> [Work task]: In the response, the entries must appear exactly as supplied.
BEGIN Provided records
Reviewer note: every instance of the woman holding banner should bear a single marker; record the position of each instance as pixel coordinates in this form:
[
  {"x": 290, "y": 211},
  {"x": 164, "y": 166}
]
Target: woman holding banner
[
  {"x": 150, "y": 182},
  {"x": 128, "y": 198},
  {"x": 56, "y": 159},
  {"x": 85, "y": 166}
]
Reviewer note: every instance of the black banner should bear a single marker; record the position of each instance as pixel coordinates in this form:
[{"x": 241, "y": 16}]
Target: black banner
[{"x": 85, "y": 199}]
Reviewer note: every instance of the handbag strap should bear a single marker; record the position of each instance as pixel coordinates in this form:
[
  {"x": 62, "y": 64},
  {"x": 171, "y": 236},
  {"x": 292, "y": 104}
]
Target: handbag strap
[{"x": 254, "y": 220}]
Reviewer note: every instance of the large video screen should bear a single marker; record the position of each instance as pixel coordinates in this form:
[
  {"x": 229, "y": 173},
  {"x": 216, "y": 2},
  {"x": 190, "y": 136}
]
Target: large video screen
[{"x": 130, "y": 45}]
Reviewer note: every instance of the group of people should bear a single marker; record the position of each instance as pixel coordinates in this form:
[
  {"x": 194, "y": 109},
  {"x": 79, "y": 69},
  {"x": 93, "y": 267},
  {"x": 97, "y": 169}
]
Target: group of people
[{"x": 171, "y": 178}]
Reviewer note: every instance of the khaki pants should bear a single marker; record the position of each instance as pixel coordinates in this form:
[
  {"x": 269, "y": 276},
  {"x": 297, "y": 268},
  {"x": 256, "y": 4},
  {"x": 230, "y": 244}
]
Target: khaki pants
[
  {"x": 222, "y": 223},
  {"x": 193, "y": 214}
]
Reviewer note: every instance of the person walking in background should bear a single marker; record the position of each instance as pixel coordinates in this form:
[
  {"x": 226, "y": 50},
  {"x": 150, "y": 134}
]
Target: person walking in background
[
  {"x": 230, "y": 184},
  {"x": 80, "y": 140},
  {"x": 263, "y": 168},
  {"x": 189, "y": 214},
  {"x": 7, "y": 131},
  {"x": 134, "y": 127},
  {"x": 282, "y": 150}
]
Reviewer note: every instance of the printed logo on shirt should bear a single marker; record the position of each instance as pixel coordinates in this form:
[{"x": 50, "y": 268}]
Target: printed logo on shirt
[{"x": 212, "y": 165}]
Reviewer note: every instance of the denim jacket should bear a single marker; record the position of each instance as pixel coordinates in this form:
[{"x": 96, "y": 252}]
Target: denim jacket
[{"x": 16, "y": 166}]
END Provided records
> [Task output]:
Reviewer note: every instance of the woman holding banner should bear a single marker; record the position of each instance as pixel coordinates in this form:
[
  {"x": 290, "y": 211},
  {"x": 164, "y": 166}
]
Target: woman holding banner
[
  {"x": 150, "y": 182},
  {"x": 128, "y": 198},
  {"x": 56, "y": 159},
  {"x": 85, "y": 166}
]
Reviewer note: every instance of the black banner should bear a single marker; record the position of each instance as pixel coordinates in this form:
[{"x": 241, "y": 16}]
Target: black banner
[{"x": 85, "y": 199}]
Reviewer note: every instance of the handbag strap should bear a single marker; record the position of each instance as pixel coordinates in this form:
[
  {"x": 62, "y": 64},
  {"x": 171, "y": 236},
  {"x": 292, "y": 104}
]
Target: handbag strap
[{"x": 254, "y": 220}]
Reviewer note: every instance of the large video screen should bear a single marker; record the position of each instance as pixel coordinates in this form:
[
  {"x": 229, "y": 173},
  {"x": 216, "y": 2},
  {"x": 190, "y": 136}
]
Target: large video screen
[{"x": 130, "y": 45}]
Reviewer note: every instance of the group of people should bear a single marker; record the position of each instance as pixel coordinates in this form:
[
  {"x": 194, "y": 109},
  {"x": 79, "y": 69},
  {"x": 93, "y": 267},
  {"x": 97, "y": 169}
]
Target: group of people
[{"x": 171, "y": 178}]
Reviewer note: every instance of the khaki pants should bear a single marker; record the position of each instance as pixel coordinates in this form:
[
  {"x": 269, "y": 276},
  {"x": 297, "y": 268},
  {"x": 256, "y": 4},
  {"x": 230, "y": 244}
]
Target: khaki pants
[
  {"x": 222, "y": 223},
  {"x": 193, "y": 214}
]
Reviewer note: every instance of the person walking in background should bear a single marker; record the position of each instance as pixel coordinates in this form:
[
  {"x": 226, "y": 50},
  {"x": 150, "y": 134}
]
Target: person walking in background
[
  {"x": 230, "y": 184},
  {"x": 80, "y": 140},
  {"x": 263, "y": 168},
  {"x": 189, "y": 214},
  {"x": 7, "y": 131},
  {"x": 134, "y": 127},
  {"x": 282, "y": 150}
]
Reviewer note: every instance of the printed logo on shirt should bear a single marker; record the position of each instance as pixel coordinates in this form:
[{"x": 50, "y": 268}]
Target: printed logo on shirt
[{"x": 212, "y": 165}]
Reviewer note: every instance of the denim jacket should bear a single marker; record the position of each instance as pixel coordinates in this form:
[{"x": 96, "y": 252}]
Target: denim jacket
[{"x": 16, "y": 166}]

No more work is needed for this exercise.